*SUPPLIED ENTRIES*
^^^^^^^^
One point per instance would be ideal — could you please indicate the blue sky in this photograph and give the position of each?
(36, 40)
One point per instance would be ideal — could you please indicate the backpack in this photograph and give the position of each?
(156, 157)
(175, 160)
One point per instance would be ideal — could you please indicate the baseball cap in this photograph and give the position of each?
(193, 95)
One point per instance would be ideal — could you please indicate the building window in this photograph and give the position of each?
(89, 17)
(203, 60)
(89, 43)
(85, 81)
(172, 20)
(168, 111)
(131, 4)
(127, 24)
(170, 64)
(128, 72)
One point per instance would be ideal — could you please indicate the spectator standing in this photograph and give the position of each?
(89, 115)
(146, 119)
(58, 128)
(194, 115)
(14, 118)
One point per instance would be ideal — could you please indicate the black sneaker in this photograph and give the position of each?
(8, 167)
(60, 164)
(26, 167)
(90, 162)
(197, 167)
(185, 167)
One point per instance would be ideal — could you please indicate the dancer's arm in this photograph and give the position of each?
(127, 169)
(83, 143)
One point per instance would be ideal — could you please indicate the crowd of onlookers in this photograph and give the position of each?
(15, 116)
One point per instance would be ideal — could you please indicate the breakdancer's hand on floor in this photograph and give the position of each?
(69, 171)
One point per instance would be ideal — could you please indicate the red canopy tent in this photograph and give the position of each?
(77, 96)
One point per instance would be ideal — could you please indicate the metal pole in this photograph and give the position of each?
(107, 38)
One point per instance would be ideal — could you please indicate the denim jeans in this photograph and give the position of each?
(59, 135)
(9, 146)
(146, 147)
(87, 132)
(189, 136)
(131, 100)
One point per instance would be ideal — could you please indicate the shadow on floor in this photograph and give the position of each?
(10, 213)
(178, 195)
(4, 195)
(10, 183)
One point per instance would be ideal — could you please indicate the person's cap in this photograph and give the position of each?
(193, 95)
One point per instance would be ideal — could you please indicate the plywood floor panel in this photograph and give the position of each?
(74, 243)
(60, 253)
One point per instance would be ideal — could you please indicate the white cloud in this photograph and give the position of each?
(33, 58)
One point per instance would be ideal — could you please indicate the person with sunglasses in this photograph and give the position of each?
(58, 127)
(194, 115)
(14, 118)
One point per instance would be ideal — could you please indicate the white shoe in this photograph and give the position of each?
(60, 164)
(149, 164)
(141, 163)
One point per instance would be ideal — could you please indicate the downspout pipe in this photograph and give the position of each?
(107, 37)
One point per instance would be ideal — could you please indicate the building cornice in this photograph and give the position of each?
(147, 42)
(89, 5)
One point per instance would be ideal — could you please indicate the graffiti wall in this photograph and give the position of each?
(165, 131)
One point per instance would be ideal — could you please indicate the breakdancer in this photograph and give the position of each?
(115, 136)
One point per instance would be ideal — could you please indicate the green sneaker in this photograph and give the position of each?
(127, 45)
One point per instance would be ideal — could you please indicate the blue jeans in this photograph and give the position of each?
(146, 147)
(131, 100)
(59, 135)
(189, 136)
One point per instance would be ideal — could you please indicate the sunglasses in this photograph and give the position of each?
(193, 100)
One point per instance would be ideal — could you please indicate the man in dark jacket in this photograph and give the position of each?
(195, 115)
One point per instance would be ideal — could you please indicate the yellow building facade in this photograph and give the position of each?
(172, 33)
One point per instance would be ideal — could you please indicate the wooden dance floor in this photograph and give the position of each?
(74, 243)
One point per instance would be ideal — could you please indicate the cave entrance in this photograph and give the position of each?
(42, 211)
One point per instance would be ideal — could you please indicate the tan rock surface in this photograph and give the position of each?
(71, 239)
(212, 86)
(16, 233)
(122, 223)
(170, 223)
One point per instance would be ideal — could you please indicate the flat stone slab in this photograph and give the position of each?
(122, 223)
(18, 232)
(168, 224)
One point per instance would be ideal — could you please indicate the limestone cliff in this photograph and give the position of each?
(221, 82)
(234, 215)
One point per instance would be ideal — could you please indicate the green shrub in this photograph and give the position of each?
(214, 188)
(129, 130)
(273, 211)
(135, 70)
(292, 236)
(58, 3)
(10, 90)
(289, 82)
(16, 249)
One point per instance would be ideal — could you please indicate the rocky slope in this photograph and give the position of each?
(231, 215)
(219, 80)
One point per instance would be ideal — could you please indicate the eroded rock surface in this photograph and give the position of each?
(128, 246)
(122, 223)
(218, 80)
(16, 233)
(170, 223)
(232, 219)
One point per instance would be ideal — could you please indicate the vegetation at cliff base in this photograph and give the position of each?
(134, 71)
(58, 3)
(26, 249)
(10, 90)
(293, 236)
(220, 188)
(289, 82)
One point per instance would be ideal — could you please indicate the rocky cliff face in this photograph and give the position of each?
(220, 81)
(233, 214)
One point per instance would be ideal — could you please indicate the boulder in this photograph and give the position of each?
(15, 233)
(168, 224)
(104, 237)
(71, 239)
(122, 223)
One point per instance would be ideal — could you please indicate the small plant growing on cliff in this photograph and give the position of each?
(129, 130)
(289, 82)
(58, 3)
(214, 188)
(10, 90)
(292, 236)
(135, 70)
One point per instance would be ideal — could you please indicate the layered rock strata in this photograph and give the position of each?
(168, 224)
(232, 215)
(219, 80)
^^^^^^^^
*WHAT YOU HAVE TO DO*
Transcribe every entry exactly.

*EXERCISE OUTPUT*
One point per instance would be ideal — could you please indicate the blue sky in this photograph and give the position of each?
(36, 40)
One point per instance would be ideal — could you please indicate the backpack in this photograph and give the position of each?
(156, 157)
(175, 160)
One point per instance would be ideal — could you please indicate the baseball cap in this photograph and give the position of each?
(193, 95)
One point per instance would be ideal — could you please indicate the building window in this photograph and give the position of each?
(89, 17)
(203, 60)
(89, 43)
(85, 81)
(172, 20)
(168, 111)
(131, 4)
(127, 24)
(170, 64)
(128, 72)
One point per instance would be ideal — could you please indicate the spectator standing in this photograph and give the position of each?
(89, 115)
(146, 119)
(58, 128)
(194, 115)
(14, 118)
One point per instance would be ideal — could you please indicate the black sneaker in this photograph and give the position of each?
(8, 167)
(60, 164)
(26, 167)
(90, 162)
(197, 167)
(185, 167)
One point per instance would be ideal — could you please indicate the dancer's arm in this photograph and give the position of each?
(127, 169)
(83, 143)
One point per instance would be ideal — could you please indicate the crowd of onlookers in this photograph and give the position of each?
(15, 116)
One point per instance would be ideal — could you please indicate the breakdancer's hand on floor in this photograph and give the position of each?
(69, 171)
One point per instance would be ideal — could you please indicate the red canopy tent in this photograph and give the position of each?
(77, 96)
One point per instance would be ideal — could you please indicate the metal pole in this photograph and give the position of each?
(107, 38)
One point per instance would be ideal — could you please indicate the denim jeans in this photograph and give the position of each?
(59, 135)
(9, 146)
(146, 147)
(87, 132)
(189, 136)
(131, 100)
One point per instance would be ideal — could you please indicate the shadow on floor in this photograph and give the position of each?
(10, 213)
(178, 195)
(4, 195)
(10, 183)
One point per instance would be ideal — could you please indicate the person's cap in this photograph and give the position of each?
(193, 95)
One point per instance would be ideal — could you please indicate the plywood floor panel in this photograph and give the position of each?
(74, 243)
(60, 253)
One point per instance would be ideal — could you please indicate the white cloud in this photograph and give the position of each?
(33, 58)
One point per instance would be ideal — could you please indicate the person with sunglasses in this photograph and give the position of each?
(58, 127)
(194, 115)
(14, 118)
One point per instance would be ideal — could you please indicate the white shoe in this photograph and give the position of each?
(60, 164)
(149, 164)
(141, 163)
One point per instance would be ideal — could you please indicate the downspout pipe in this photograph and give the position of each?
(107, 37)
One point per instance would be ideal — could you please indicate the building cornice in this photograph and give the position of each?
(147, 42)
(89, 5)
One point per instance would be ideal — could you please indicate the graffiti wall in this photograph and give the position of each?
(165, 131)
One point per instance would be ideal — could you please indicate the breakdancer in this photograph and give the position of each?
(115, 136)
One point per instance would be ideal — could you please indicate the green sneaker in this photograph and give the position of each?
(127, 45)
One point per instance would be ideal — could you please indicate the blue jeans in this photograph and give the position of each?
(146, 147)
(131, 100)
(59, 135)
(189, 136)
One point per instance would be ideal — could you please indicate the sunglasses in this photograph and give the position of each?
(193, 100)
One point per instance would be ideal — could you please indicate the man in dark jacket in this photograph and give the position of each?
(195, 115)
One point per instance would be ideal — could you please indicate the yellow building facade in this photograph and give the position of each?
(172, 33)
One point per instance would be ideal — could you please indicate the wooden dance floor in this photograph and give the position of each?
(74, 243)
One point per instance would be ideal — could you please indicate the cave entrance in this photograph and give the position of each?
(42, 211)
One point per instance would be ideal — could you please indicate the tan rock surface in this photograph and give the position of each?
(71, 239)
(212, 86)
(16, 233)
(122, 223)
(170, 223)
One point per instance would be ideal — could you please indicate the flat stone slab in this photograph and give the position of each?
(122, 223)
(18, 232)
(168, 224)
One point per instance would be ideal — could you please indicate the limestone cliff in this photograph and give the position of each?
(221, 82)
(234, 215)
One point per instance would be ideal — could you please indicate the green shrub in this photograph and give the position of each?
(214, 188)
(129, 130)
(273, 211)
(135, 70)
(292, 236)
(58, 3)
(10, 90)
(289, 82)
(16, 249)
One point per instance would be ideal — could you please indicate the rocky slope in this photograph and give the position of each?
(231, 215)
(219, 80)
One point per instance would be ideal — could you please indicate the eroded rock surface in this photograph and give the position of each?
(128, 246)
(122, 223)
(218, 80)
(16, 233)
(170, 223)
(232, 219)
One point per instance would be ideal — could you please indicate the vegetation at cliff base in this photograph and give the position of each?
(134, 71)
(58, 3)
(26, 249)
(10, 90)
(293, 236)
(220, 188)
(289, 82)
One point per instance would be ideal — could you please indicate the rocky cliff face in this photograph and give the position of each?
(220, 81)
(233, 214)
One point per instance would be ideal — could you please indicate the boulder in this photograph and give the position of each?
(15, 233)
(168, 224)
(104, 237)
(71, 239)
(122, 223)
One point per instance would be ideal — could you please indicate the small plant growing on cliff in this photograph and give the position of each?
(129, 130)
(289, 82)
(58, 3)
(214, 188)
(10, 90)
(292, 236)
(135, 70)
One point per instance would be ideal — could you please indicate the layered rock strata in this photograph and give the position of each?
(168, 224)
(232, 215)
(219, 80)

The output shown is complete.